◆ TASK OBJECTIVE
Type out the full set of entries again, unchanged.

####################

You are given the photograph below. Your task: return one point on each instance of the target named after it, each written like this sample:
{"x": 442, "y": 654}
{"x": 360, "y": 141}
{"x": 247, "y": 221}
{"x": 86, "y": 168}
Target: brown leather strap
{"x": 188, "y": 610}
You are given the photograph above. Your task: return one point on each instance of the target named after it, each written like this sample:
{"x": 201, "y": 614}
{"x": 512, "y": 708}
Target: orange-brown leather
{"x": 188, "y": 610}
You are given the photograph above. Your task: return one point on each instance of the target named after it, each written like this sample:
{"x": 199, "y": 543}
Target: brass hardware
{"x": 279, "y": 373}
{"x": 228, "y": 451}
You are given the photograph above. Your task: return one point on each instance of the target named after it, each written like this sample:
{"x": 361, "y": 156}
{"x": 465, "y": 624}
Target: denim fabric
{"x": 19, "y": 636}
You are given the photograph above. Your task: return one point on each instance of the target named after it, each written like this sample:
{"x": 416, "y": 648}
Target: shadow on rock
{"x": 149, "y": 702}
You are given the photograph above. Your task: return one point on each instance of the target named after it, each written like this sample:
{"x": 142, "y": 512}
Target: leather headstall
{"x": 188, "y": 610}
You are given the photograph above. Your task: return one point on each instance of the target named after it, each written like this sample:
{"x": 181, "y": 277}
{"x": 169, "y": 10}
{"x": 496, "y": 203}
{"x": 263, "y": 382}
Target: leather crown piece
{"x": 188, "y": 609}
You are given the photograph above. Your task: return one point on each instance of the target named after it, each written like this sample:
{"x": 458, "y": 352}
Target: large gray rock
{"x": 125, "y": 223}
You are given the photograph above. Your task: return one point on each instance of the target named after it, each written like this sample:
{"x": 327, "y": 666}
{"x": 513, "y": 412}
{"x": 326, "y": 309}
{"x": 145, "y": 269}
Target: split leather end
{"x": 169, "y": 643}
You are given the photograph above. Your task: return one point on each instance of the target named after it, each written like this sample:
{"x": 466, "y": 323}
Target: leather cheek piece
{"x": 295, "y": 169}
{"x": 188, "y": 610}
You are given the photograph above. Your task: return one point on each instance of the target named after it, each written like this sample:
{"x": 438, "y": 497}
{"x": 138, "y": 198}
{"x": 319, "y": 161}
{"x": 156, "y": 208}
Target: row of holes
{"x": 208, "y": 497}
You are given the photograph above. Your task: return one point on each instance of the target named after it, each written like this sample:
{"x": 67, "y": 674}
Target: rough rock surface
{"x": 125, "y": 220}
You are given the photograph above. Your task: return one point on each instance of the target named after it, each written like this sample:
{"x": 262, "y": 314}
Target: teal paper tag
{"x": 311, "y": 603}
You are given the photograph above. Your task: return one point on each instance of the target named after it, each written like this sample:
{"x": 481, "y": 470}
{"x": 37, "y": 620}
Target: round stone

####################

◆ REPLY
You are given the photograph below. Your task: return one point on each instance of the target named after it, each written like this sample:
{"x": 442, "y": 654}
{"x": 360, "y": 141}
{"x": 247, "y": 221}
{"x": 86, "y": 168}
Target: brown leather strap
{"x": 188, "y": 610}
You are given the photograph above. Your task: return one point on each instance of the target named after it, each written like this sample:
{"x": 201, "y": 614}
{"x": 512, "y": 708}
Target: orange-brown leather
{"x": 188, "y": 610}
You are given the photograph above. Your task: return one point on each instance of the target named after it, each written like this sample:
{"x": 199, "y": 543}
Target: brass hardware
{"x": 279, "y": 373}
{"x": 228, "y": 451}
You are given the photograph above. Your task: return one point on each instance of the target named after it, each written like this sample:
{"x": 361, "y": 156}
{"x": 465, "y": 624}
Target: denim fabric
{"x": 19, "y": 636}
You are given the photograph above. Your task: return one point on each instance of the target named after it, each written like this sample:
{"x": 416, "y": 648}
Target: shadow on rock
{"x": 149, "y": 702}
You are given the photograph above. Your task: return one point on each instance of the target named after it, each written like this sample:
{"x": 142, "y": 512}
Target: leather headstall
{"x": 188, "y": 610}
You are given the photograph above. Your task: return one point on each instance of the target named after it, each written like this sample:
{"x": 181, "y": 277}
{"x": 169, "y": 10}
{"x": 496, "y": 203}
{"x": 263, "y": 382}
Target: leather crown piece
{"x": 188, "y": 609}
You are given the photograph above. Your task: return one point on each instance of the target named after it, each written like this sample:
{"x": 458, "y": 352}
Target: large gray rock
{"x": 125, "y": 223}
You are given the photograph above. Your task: return one point on each instance of the target named after it, each written like this sample:
{"x": 327, "y": 666}
{"x": 513, "y": 412}
{"x": 326, "y": 309}
{"x": 145, "y": 269}
Target: split leather end
{"x": 169, "y": 643}
You are given the photograph above. Your task: return one point on each instance of the target named after it, each written like this sample:
{"x": 466, "y": 323}
Target: leather cheek piece
{"x": 295, "y": 169}
{"x": 188, "y": 610}
You are given the photograph above. Your task: return one point on each instance of the target named after it, each written like this sample:
{"x": 438, "y": 497}
{"x": 138, "y": 198}
{"x": 319, "y": 161}
{"x": 156, "y": 208}
Target: row of holes
{"x": 208, "y": 497}
You are given the photograph above. Your task: return one point on each instance of the target named after it, each written like this sample:
{"x": 67, "y": 674}
Target: rough rock surface
{"x": 125, "y": 220}
You are given the photograph above. Your task: return one point on each instance of the target named after it, each written like this sample:
{"x": 262, "y": 314}
Target: teal paper tag
{"x": 311, "y": 603}
You are given the photograph above. Your task: return one point on each instance of the target named after it, each written like this sample:
{"x": 481, "y": 470}
{"x": 37, "y": 620}
Target: round stone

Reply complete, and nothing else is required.